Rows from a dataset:
§ §
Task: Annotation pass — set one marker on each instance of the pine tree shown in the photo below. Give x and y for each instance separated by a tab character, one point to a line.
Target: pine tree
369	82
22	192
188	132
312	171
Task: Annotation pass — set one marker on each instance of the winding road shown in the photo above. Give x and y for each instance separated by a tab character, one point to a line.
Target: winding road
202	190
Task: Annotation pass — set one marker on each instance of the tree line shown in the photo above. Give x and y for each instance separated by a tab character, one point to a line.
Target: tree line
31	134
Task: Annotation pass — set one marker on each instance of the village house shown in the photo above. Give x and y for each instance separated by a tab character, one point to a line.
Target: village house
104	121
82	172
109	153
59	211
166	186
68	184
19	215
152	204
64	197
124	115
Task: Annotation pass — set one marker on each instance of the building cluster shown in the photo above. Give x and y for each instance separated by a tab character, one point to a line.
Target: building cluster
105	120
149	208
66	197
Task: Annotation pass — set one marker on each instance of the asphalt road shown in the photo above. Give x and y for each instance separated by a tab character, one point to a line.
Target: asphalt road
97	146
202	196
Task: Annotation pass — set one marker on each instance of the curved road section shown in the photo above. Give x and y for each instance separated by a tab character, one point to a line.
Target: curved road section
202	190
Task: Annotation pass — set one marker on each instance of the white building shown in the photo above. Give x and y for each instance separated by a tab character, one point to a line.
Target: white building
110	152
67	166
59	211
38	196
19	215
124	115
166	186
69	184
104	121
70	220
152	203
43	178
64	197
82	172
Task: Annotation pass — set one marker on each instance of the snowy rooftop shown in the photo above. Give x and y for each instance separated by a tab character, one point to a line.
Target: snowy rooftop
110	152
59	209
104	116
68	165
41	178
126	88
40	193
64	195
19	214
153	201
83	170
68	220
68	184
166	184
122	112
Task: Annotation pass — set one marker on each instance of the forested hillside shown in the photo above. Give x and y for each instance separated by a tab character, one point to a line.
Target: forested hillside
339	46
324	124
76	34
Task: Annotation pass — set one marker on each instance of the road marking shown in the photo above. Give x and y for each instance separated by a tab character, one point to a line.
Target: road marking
§ §
* [Exercise requirements]: Turn all of the material above into a numbered list with one line per entry, and leave out any blank lines.

* [Result below]:
1. Task: Annotation pass — set one marker on each instance of the pine tree shown in the photo below. Give x and y for each instance separated by a tab character, one point to a line.
2. Target: pine tree
3. 369	82
4. 22	192
5. 188	132
6. 312	171
7. Task: Annotation pass — set one marker on each instance of the winding road shown in the photo above. Give x and y for each instance separated by a tab character, one point to a line.
8. Target: winding road
9. 202	190
10. Task: Annotation pass — set one marker on each instance of the tree line shown in the photo above. Give x and y for each instance separated by a tab character, one point to a line.
11. Target: tree line
12. 31	134
13. Task: Annotation pass — set one marker on each instance of the village house shown in the photo above. Give x and y for each instance separated by a tab character, one point to a line.
14. Target: village house
15. 104	121
16. 82	172
17. 109	153
18. 59	211
19. 166	186
20. 68	184
21. 19	215
22. 152	204
23. 64	197
24. 124	115
25. Task: Annotation pass — set one marker on each instance of the building cluster shown in the photo above. Give x and y for each instance separated by a tab character, one point to a line.
26. Target: building cluster
27. 105	120
28. 149	208
29. 66	197
30. Task: Annotation pass — set one marker on each instance of the asphalt road shown in the photo above. Give x and y for each instance separated by a tab character, one point to a line.
31. Target: asphalt road
32. 97	146
33. 202	196
34. Task: Annotation pass — set one marker on each instance of the curved road section shown in the photo above. Give x and y for each instance separated by a tab character, one point to a line.
35. Target: curved road section
36. 202	190
37. Task: Annotation pass — set one marker on each instance of the white building shown in the photo above. Give x and y for each instance separated by a tab character, one point to a line.
38. Target: white building
39. 110	152
40. 67	166
41. 59	211
42. 38	196
43. 19	215
44. 124	115
45. 166	186
46. 69	184
47. 104	121
48. 70	220
49. 152	203
50. 43	178
51. 64	197
52. 82	172
53. Task: Annotation pass — set one marker on each instance of the snowy rooftop shown in the photo above. Give x and y for each instance separated by a tab character, one point to a line.
54. Target: snowy rooftop
55. 110	152
56. 59	209
57. 104	116
58. 68	165
59. 41	178
60. 126	88
61. 40	193
62. 64	195
63. 19	214
64. 153	201
65. 83	170
66. 68	220
67. 68	184
68. 166	184
69. 122	112
70. Task: Annotation pass — set one marker on each instance of the forested hillside shown in the photo above. Give x and y for each instance separated by a tab character, one point to a line.
71. Target: forested hillside
72. 339	46
73. 324	124
74. 76	34
75. Task: Annotation pass — set one marker on each instance of the road marking shown in the photo above. Give x and y for each instance separated by a tab character, one point to a line.
76. Target: road marking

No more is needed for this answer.